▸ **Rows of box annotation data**
○ ○ ○

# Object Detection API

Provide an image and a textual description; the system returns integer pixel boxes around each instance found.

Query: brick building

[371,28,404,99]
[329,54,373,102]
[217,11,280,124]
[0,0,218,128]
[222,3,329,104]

○ ○ ○

▸ **Problem description**
Reproduce all of the items above line for line, keeping every character unchanged.

▸ **Correct result**
# Object Detection API

Provide an image and a textual description; the system returns integer pixel boxes around each instance found.

Query: brick building

[371,28,404,99]
[329,54,373,102]
[217,11,280,124]
[0,0,218,128]
[222,3,329,104]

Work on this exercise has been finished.